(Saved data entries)
----

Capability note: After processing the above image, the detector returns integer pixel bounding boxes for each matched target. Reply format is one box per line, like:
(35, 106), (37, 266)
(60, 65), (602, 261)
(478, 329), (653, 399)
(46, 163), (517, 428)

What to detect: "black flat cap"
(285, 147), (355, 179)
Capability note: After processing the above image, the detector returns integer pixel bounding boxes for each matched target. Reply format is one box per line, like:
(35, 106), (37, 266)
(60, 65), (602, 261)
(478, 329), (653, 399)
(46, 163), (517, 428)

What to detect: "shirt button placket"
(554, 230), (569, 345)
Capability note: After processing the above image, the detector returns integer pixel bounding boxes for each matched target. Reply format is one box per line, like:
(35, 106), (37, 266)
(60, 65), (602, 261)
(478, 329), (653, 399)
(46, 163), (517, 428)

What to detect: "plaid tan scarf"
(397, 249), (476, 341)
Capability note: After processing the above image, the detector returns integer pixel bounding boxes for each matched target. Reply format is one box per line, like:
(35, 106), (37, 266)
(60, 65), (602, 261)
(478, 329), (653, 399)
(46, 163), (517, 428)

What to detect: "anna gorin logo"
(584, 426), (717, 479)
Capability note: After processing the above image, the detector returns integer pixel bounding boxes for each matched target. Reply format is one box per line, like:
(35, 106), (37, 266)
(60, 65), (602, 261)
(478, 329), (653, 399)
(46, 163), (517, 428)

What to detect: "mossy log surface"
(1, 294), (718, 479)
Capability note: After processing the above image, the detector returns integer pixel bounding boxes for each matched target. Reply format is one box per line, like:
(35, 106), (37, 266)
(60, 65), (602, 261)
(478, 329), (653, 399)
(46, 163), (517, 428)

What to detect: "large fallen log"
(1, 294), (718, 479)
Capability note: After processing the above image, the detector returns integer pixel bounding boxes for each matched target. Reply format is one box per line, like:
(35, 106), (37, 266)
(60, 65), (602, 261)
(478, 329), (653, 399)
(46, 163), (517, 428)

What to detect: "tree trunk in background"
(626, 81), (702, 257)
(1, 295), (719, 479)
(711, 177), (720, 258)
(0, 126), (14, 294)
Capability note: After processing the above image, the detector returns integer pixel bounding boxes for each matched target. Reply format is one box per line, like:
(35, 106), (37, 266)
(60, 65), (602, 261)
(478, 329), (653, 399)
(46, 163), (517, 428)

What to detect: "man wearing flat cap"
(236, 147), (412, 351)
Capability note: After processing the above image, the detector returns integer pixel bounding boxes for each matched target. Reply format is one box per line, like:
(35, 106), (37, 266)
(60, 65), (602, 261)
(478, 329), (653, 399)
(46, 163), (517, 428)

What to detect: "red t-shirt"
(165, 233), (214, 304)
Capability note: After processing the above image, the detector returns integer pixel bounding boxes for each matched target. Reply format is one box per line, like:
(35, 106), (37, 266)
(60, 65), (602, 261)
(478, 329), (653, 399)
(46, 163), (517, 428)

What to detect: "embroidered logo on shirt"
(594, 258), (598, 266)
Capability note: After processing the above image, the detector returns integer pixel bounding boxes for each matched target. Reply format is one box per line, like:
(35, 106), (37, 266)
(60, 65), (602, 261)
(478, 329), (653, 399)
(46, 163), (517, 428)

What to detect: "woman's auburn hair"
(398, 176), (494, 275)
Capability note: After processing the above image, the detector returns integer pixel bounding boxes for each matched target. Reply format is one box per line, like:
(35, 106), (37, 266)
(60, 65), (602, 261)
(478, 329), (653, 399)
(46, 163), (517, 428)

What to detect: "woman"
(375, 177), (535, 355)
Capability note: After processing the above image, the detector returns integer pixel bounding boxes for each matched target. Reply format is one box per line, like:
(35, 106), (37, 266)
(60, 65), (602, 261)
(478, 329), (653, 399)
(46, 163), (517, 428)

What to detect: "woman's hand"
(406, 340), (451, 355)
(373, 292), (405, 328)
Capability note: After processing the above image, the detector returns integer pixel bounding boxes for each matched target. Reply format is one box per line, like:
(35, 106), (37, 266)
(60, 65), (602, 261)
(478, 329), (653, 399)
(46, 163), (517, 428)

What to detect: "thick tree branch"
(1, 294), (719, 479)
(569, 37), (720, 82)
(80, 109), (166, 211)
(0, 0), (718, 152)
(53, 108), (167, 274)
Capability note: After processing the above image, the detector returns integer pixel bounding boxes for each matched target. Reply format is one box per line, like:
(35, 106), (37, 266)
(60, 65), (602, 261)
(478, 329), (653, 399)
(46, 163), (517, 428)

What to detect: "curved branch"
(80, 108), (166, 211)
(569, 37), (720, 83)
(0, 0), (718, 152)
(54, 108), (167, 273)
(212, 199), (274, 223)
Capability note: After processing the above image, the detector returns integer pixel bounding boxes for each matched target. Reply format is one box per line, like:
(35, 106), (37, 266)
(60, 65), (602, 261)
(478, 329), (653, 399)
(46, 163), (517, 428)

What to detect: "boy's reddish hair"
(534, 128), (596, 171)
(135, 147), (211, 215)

----

Extract every record. Keep wording exact.

Capability note: After processing the above image, the detector returns integer pixel bounding boxes for each matched target. Reply format is one box per line, like:
(35, 106), (37, 266)
(60, 65), (602, 261)
(478, 329), (653, 399)
(46, 163), (517, 428)

What to detect: "black flat cap"
(285, 147), (355, 179)
Capability note: After processing the above image, the detector returns integer pixel bounding boxes for each matched target. Reply format is one box per line, like:
(35, 106), (37, 266)
(60, 65), (602, 261)
(478, 329), (653, 399)
(46, 163), (517, 428)

What to detect: "shirt button placket"
(554, 230), (569, 345)
Capability note: After processing the above image, the detector returns integer pixel bounding boxes for each matched target. Reply format is one box per line, like:
(35, 106), (37, 266)
(60, 65), (602, 261)
(478, 329), (653, 399)
(46, 163), (517, 428)

What to detect: "plaid tan scarf"
(397, 249), (476, 341)
Capability note: After processing the above image, the detector returns integer pixel bounding boxes for each matched target. Reply format is one box per line, like:
(35, 106), (37, 266)
(60, 65), (602, 261)
(478, 329), (653, 399)
(46, 163), (517, 428)

What to detect: "anna gorin logo"
(584, 426), (717, 479)
Capability note: After processing the above image, the detector returns integer pixel bounding boxes for each matched target. Reply format is one box per line, like:
(35, 106), (37, 266)
(60, 65), (602, 261)
(478, 329), (653, 399)
(46, 163), (517, 428)

What to detect: "mossy log surface"
(1, 294), (718, 479)
Capability note: After processing the above image, the detector returns integer pixel bounding boxes for each matched target. Reply format is one box per line, like:
(35, 106), (37, 266)
(60, 65), (602, 261)
(478, 329), (653, 399)
(46, 163), (517, 428)

What to detect: "large fallen log"
(1, 294), (718, 479)
Capability note: After processing the above image, the detector returns integer pixel bounding boxes for each matched target. Reply format is one box per line, like:
(35, 106), (37, 266)
(60, 65), (602, 261)
(478, 329), (653, 399)
(46, 163), (517, 428)

What to detect: "tree trunk in background"
(626, 81), (702, 257)
(1, 295), (719, 479)
(711, 177), (720, 258)
(0, 126), (14, 294)
Capability note: After processing the above image, the detector returns integer pixel bounding boxes for each matched target. Reply format is one box per line, like:
(35, 106), (37, 266)
(60, 65), (602, 261)
(478, 329), (653, 399)
(46, 163), (517, 428)

What to detect: "man wearing flat cap"
(236, 147), (412, 351)
Capability note: After processing the above image, the detector returns integer pixel bounding boxes for each matched target. Reply format is one box per line, like:
(35, 106), (37, 266)
(60, 65), (602, 261)
(478, 329), (653, 399)
(46, 163), (517, 428)

What to detect: "red t-shirt"
(165, 233), (214, 304)
Capability note: After processing the above image, the detector returns integer pixel bounding boxes for each matched target. Reply format is one box per line, like:
(35, 106), (37, 266)
(60, 65), (602, 261)
(478, 329), (653, 399)
(46, 163), (517, 428)

What to detect: "embroidered logo on shirt"
(594, 258), (598, 266)
Capability note: After processing the above image, the detector returns integer pixel bounding boxes for each matched target. Reply format is one box per line, like:
(35, 106), (37, 266)
(60, 65), (602, 261)
(478, 329), (653, 399)
(46, 163), (517, 428)

What to detect: "woman's auburn hair"
(398, 176), (494, 275)
Capability note: After processing the above image, the detector returns integer pixel bounding boxes for each matched target. Reply format is one box per line, like:
(35, 106), (37, 266)
(60, 65), (602, 261)
(478, 329), (653, 399)
(46, 163), (517, 428)

What to detect: "woman"
(375, 177), (535, 355)
Capability note: After processing the above image, the detector returns integer pixel bounding boxes for each matched target. Reply format is one box per line, like:
(35, 106), (37, 266)
(60, 65), (602, 261)
(478, 329), (653, 399)
(46, 163), (517, 428)

What to detect: "woman's hand"
(406, 340), (451, 355)
(373, 292), (405, 328)
Capability note: After processing the above image, the detector returns integer pixel bounding boxes for each matched target. Reply format is one box per line, like:
(35, 106), (37, 266)
(60, 65), (602, 261)
(478, 329), (653, 399)
(46, 163), (517, 428)

What to detect: "thick tree branch"
(1, 294), (719, 479)
(569, 37), (720, 82)
(80, 109), (166, 211)
(0, 0), (718, 152)
(53, 108), (167, 274)
Capability note: After processing the above image, the detector returns integer pixel bounding boxes for each matched target. Reply format is one box per line, like:
(35, 106), (37, 266)
(60, 65), (602, 261)
(478, 329), (653, 399)
(46, 163), (517, 428)

What to detect: "curved branch"
(80, 108), (166, 211)
(569, 37), (720, 83)
(0, 0), (718, 152)
(54, 108), (167, 273)
(212, 199), (274, 223)
Capability note: After processing the above image, the detector returns integer pixel bounding boxes for each matched target. Reply format is one box per line, like:
(35, 106), (37, 266)
(60, 65), (602, 261)
(478, 329), (653, 399)
(46, 163), (517, 428)

What to detect: "boy's reddish hair"
(534, 128), (596, 171)
(135, 147), (211, 215)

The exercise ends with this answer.